Nov 4, 2010 07:54 GMT  ·  By
Epileptic women that use multiple antiepileptic drugs (AEDs) to control their seizures during their pregnancy, risk causing poor school performance in their teenagers.
   Epileptic women that use multiple antiepileptic drugs (AEDs) to control their seizures during their pregnancy, risk causing poor school performance in their teenagers.

Epileptic women that use multiple antiepileptic drugs (AEDs) to control their seizures during their pregnancy, risk causing poor school performance in their teenagers, according to a large population-based study, carried out by a research team from Karolinska University Hospital and the University of Lund in Sweden.

The researchers used data from the Medical Birth Register, Patient Register, and a local study at South Hospital, Stockholm, in order to identify epileptic women who gave birth between 1973 and 1986, as well as their anticonvulsant use during the 9 months of pregnancy.

Data concerning the children’s performance during the last year of compulsory school, at age 16, was gathered from the School Mark Registry.

WHAT THE TASK REQUIRES —
Decide whether each statement agrees with the article about antiepileptic drugs in pregnancy. For each one, answer yes or no and quote the words from the article that decide it.
(a) The study was carried out by a research team from Karolinska University Hospital and the University of Lund.
(b) The researchers identified epileptic women who gave birth between 1973 and 1996.
(c) The children's school performance was measured at age 18.

RECORDS SHOWN —
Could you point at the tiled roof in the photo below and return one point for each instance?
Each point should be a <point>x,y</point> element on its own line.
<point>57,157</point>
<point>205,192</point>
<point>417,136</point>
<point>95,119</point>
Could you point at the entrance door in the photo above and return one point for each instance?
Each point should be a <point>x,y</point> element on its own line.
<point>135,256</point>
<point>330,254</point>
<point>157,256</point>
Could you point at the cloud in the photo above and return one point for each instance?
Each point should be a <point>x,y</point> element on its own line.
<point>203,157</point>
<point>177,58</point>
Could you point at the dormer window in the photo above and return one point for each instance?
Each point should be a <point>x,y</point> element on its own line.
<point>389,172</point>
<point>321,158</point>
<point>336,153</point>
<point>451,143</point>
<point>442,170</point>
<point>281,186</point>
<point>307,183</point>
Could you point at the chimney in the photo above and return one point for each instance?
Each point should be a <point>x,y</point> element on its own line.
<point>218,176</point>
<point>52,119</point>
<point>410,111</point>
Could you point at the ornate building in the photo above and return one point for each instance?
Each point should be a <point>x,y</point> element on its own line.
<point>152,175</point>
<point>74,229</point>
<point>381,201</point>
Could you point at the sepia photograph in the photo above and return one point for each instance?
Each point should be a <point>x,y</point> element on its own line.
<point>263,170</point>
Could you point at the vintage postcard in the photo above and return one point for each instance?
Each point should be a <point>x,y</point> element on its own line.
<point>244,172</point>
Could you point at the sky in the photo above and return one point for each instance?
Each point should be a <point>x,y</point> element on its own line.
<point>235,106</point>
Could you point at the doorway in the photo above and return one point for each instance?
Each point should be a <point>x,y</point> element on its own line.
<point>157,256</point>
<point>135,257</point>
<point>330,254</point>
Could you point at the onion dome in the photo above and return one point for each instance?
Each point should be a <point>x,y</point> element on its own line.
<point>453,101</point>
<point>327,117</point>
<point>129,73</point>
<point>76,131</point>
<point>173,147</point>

EXPECTED ANSWER —
(a) Yes: "carried out by a research team from Karolinska University Hospital and the University of Lund in Sweden"
(b) No: "gave birth between 1973 and 1986"
(c) No: "during the last year of compulsory school, at age 16"